→ **Problem**:
In the rows below, count the lines that contain the word "brown", treating uppercase and lowercase as different. Reply with only that number.

-- Records to process start --

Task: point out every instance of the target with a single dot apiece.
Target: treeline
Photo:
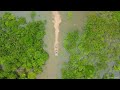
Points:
(21, 47)
(96, 52)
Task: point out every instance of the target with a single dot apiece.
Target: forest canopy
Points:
(95, 53)
(21, 47)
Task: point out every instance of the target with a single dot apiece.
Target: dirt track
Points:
(56, 21)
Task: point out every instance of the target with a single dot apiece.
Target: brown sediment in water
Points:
(56, 21)
(50, 70)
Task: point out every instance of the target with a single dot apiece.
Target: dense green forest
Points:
(21, 47)
(94, 52)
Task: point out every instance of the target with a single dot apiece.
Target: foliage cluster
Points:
(21, 47)
(93, 50)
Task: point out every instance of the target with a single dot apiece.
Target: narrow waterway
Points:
(52, 68)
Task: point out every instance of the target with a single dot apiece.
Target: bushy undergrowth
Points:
(93, 51)
(21, 47)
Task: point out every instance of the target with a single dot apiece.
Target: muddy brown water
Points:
(52, 67)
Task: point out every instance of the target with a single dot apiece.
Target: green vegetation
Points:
(93, 49)
(21, 47)
(33, 14)
(69, 15)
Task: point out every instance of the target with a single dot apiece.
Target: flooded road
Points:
(52, 68)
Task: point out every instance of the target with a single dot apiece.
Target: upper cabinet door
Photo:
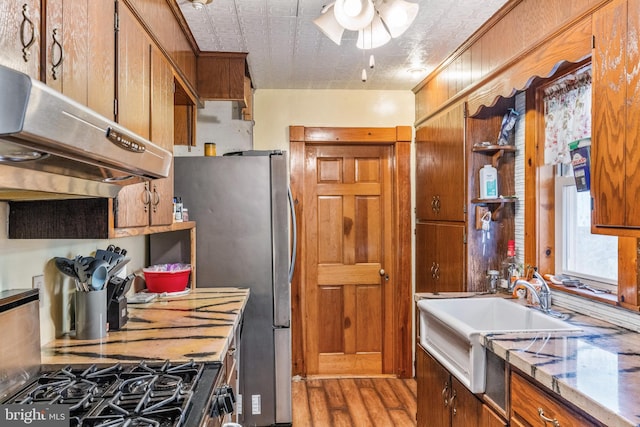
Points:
(134, 109)
(632, 146)
(20, 36)
(79, 44)
(440, 171)
(161, 134)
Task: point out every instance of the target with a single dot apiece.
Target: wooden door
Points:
(348, 218)
(20, 36)
(440, 171)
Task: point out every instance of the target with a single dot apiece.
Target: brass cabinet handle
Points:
(452, 402)
(27, 33)
(554, 422)
(156, 198)
(445, 392)
(55, 46)
(146, 199)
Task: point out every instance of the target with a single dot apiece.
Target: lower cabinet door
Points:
(532, 406)
(434, 386)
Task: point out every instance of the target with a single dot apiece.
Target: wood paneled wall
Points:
(504, 42)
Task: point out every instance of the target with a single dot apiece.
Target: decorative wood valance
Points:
(571, 45)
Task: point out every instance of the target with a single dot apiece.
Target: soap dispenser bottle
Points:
(488, 182)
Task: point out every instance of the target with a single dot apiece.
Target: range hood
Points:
(52, 147)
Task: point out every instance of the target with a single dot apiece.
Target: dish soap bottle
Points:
(488, 182)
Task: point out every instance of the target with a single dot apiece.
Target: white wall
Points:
(219, 122)
(276, 110)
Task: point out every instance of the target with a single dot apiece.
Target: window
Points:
(593, 258)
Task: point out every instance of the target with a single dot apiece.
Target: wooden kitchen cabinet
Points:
(443, 401)
(440, 173)
(20, 36)
(532, 406)
(145, 106)
(79, 52)
(440, 257)
(615, 145)
(221, 76)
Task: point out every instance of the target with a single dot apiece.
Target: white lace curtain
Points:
(567, 115)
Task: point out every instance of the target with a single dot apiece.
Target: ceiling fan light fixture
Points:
(354, 14)
(398, 15)
(373, 36)
(329, 26)
(200, 4)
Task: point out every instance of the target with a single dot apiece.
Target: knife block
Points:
(117, 314)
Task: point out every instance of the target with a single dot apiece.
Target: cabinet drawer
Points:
(528, 400)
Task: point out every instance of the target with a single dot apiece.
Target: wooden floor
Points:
(354, 402)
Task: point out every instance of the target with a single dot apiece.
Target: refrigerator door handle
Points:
(294, 233)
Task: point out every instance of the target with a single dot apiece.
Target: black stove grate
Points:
(144, 394)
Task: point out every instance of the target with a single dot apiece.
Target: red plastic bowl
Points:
(166, 281)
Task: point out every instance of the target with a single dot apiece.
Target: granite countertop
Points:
(196, 326)
(598, 369)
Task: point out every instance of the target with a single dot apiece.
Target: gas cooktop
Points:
(143, 394)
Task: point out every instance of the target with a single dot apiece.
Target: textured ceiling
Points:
(287, 51)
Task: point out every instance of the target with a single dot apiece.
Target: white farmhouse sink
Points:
(451, 330)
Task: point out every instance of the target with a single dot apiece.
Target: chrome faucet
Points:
(544, 295)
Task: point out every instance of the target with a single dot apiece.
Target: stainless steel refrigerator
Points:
(241, 207)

-- Records to process end --

→ **Task solution**:
2